**Exercise task**
Count the lines in the items below that contain the word "steel", and give only that number.
==*==
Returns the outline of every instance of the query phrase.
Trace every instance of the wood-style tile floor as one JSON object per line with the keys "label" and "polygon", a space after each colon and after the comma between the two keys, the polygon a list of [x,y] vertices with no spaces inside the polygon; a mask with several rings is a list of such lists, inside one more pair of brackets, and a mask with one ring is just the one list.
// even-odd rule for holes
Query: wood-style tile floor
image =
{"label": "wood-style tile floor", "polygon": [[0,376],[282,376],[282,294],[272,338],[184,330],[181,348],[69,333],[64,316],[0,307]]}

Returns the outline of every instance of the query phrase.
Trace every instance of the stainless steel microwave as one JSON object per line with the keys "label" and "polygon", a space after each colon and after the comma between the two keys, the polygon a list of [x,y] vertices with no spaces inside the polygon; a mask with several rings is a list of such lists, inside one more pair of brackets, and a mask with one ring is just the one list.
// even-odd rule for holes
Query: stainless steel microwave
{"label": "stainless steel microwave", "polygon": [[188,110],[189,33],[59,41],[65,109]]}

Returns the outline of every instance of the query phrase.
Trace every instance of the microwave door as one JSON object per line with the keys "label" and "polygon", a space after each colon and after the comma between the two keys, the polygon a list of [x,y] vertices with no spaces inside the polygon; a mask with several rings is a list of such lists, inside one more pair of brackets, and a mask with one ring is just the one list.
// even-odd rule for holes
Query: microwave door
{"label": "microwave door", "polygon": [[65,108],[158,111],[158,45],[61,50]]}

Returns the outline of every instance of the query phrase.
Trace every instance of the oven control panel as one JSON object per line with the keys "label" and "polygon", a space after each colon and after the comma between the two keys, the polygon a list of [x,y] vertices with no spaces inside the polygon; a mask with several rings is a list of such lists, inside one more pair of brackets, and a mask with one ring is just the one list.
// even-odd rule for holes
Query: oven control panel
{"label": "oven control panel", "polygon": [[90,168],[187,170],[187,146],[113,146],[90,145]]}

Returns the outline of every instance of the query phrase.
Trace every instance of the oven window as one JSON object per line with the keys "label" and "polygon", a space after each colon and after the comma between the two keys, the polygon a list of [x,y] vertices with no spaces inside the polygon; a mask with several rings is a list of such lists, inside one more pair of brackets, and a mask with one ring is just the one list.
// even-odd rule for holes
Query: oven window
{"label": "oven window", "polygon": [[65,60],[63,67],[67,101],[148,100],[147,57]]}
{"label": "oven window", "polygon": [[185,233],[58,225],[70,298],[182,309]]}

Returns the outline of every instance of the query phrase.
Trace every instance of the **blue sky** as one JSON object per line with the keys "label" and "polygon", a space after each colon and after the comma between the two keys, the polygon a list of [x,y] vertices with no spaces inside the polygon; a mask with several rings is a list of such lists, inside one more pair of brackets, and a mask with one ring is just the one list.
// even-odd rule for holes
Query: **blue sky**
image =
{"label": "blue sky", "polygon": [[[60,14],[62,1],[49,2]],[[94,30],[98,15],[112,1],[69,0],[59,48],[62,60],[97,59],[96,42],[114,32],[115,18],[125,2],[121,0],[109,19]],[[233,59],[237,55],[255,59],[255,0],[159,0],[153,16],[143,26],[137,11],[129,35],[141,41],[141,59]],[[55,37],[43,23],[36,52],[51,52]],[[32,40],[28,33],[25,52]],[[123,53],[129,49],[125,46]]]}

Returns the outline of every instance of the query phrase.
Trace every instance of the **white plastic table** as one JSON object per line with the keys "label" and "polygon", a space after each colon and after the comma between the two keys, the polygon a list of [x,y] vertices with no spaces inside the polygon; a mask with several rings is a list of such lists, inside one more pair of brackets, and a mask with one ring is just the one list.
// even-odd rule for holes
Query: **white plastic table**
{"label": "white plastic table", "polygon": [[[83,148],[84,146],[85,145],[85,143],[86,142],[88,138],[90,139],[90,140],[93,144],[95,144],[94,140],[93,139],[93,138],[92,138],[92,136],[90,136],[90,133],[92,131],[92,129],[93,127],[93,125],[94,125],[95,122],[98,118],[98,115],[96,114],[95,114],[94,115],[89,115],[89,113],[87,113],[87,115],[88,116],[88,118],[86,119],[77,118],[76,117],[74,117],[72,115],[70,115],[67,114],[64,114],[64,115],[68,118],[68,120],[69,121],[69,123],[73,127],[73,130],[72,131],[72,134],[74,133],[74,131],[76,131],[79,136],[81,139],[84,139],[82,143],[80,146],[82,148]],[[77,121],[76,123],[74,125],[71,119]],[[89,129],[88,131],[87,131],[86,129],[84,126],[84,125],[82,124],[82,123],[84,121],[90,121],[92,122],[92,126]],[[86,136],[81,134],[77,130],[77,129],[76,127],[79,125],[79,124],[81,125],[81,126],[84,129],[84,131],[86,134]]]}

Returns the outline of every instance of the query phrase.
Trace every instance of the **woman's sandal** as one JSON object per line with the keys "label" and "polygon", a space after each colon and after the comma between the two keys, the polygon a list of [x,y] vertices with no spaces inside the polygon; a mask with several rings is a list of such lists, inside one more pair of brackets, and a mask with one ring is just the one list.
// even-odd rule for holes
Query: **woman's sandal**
==*==
**Exercise response**
3